[Natural-language object grounding data]
*** Block opens ***
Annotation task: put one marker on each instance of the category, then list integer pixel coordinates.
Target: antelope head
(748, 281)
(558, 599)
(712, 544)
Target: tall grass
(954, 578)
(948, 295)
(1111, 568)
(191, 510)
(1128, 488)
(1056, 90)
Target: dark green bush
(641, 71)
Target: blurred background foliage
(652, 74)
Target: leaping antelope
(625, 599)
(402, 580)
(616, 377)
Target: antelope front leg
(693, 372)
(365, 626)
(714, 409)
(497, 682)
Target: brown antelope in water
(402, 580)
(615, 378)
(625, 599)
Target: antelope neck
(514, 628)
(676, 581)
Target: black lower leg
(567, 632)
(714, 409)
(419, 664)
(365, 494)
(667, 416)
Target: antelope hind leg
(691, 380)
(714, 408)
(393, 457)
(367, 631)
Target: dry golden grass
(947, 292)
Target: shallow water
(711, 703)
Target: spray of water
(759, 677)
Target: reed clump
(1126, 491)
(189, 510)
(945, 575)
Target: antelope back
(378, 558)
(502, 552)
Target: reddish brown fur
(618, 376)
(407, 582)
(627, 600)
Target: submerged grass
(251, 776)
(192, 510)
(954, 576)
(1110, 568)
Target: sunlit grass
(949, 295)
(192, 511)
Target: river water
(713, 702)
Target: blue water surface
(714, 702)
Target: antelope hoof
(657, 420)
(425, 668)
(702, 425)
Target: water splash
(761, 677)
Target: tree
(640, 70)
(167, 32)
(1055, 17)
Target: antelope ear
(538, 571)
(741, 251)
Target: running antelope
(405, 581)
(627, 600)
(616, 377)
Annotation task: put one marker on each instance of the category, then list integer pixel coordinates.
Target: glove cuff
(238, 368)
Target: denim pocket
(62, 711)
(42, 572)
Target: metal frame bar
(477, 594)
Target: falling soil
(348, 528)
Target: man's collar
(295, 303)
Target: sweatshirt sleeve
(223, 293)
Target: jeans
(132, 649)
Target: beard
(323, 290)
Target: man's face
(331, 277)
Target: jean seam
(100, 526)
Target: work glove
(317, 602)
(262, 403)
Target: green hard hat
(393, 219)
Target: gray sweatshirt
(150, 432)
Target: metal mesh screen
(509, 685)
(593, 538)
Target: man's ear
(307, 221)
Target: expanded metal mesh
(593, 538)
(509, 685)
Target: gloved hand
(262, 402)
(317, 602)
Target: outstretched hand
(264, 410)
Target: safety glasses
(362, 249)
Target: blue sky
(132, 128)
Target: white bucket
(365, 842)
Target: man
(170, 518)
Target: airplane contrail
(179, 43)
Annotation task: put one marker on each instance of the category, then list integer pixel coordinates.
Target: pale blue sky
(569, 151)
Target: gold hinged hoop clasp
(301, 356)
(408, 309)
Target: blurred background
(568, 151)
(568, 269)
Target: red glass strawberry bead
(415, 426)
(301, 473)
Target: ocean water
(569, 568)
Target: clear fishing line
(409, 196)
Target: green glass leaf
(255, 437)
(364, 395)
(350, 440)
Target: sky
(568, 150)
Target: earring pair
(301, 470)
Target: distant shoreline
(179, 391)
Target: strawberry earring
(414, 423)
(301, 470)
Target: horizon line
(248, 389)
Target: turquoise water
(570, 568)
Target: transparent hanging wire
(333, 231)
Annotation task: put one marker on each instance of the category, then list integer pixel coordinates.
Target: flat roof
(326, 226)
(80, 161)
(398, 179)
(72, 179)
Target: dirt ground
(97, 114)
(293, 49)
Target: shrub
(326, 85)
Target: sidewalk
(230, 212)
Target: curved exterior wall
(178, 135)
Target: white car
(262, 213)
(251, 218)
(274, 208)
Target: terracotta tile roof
*** Block closes ***
_Problem to solve:_ Reproduce the preceding records exactly and completely.

_Task output:_
Annotation task: put one marker on each instance of the category, then list integer pixel coordinates.
Target: antelope head
(748, 281)
(558, 599)
(712, 544)
Target: tall grass
(954, 578)
(948, 295)
(1111, 568)
(191, 510)
(1128, 488)
(1056, 90)
Target: dark green bush
(641, 71)
Target: blurred background foliage
(652, 74)
Target: leaping antelope
(625, 599)
(402, 580)
(616, 377)
Target: antelope front leg
(693, 372)
(365, 626)
(714, 409)
(497, 682)
Target: brown antelope in water
(402, 580)
(615, 378)
(625, 599)
Target: antelope neck
(514, 628)
(676, 581)
Target: black lower leg
(567, 632)
(714, 409)
(419, 664)
(365, 494)
(667, 416)
Target: antelope hind leg
(691, 380)
(714, 408)
(393, 457)
(367, 631)
Target: dry golden grass
(947, 292)
Target: shallow water
(711, 703)
Target: spray of water
(759, 677)
Target: reed clump
(1126, 491)
(189, 510)
(945, 575)
Target: antelope back
(378, 558)
(502, 552)
Target: reddish brown fur
(618, 376)
(407, 582)
(627, 600)
Target: submerged grass
(251, 776)
(192, 510)
(954, 576)
(1110, 568)
Target: sunlit grass
(949, 295)
(192, 511)
Target: river water
(713, 702)
Target: blue water surface
(714, 702)
Target: antelope hoof
(657, 420)
(425, 668)
(702, 425)
Target: water splash
(761, 677)
Target: tree
(640, 70)
(167, 32)
(1055, 17)
Target: antelope ear
(538, 571)
(741, 251)
Target: running antelope
(405, 581)
(627, 600)
(616, 377)
Annotation task: put one marker on each instance of the category, then list integer pixel coordinates.
Target: glove cuff
(238, 368)
Target: denim pocket
(62, 711)
(42, 572)
Target: metal frame bar
(477, 594)
Target: falling soil
(348, 528)
Target: man's collar
(295, 303)
Target: sweatshirt sleeve
(223, 293)
Target: jeans
(132, 649)
Target: beard
(323, 290)
Target: man's face
(331, 277)
Target: jean seam
(100, 526)
Target: work glove
(317, 602)
(262, 403)
Target: green hard hat
(393, 219)
Target: gray sweatshirt
(150, 432)
Target: metal mesh screen
(509, 685)
(593, 538)
Target: man's ear
(307, 221)
Target: expanded metal mesh
(593, 538)
(509, 685)
Target: gloved hand
(262, 402)
(317, 602)
Target: outstretched hand
(264, 410)
Target: safety glasses
(362, 249)
Target: blue sky
(132, 128)
Target: white bucket
(365, 842)
Target: man
(170, 518)
Target: airplane contrail
(179, 43)
Annotation task: put one marker on each instance of the category, then list integer pixel coordinates.
Target: pale blue sky
(569, 151)
Target: gold hinged hoop clasp
(301, 356)
(408, 309)
Target: blurred background
(568, 151)
(568, 269)
Target: red glass strawberry bead
(415, 426)
(301, 473)
Target: ocean water
(569, 568)
Target: clear fishing line
(409, 196)
Target: green glass leaf
(255, 437)
(364, 395)
(350, 440)
Target: sky
(568, 150)
Target: earring pair
(301, 470)
Target: distant shoreline
(179, 391)
Target: strawberry earring
(414, 423)
(301, 470)
Target: horizon line
(248, 389)
Target: turquoise water
(570, 568)
Target: transparent hanging wire
(333, 231)
Annotation task: put one marker on each instance of the category, then list integer pixel coordinates.
Target: flat roof
(326, 226)
(80, 161)
(398, 179)
(72, 179)
Target: dirt ground
(97, 114)
(293, 49)
Target: shrub
(326, 85)
Target: sidewalk
(230, 212)
Target: curved exterior wall
(178, 135)
Target: white car
(262, 213)
(251, 218)
(274, 208)
Target: terracotta tile roof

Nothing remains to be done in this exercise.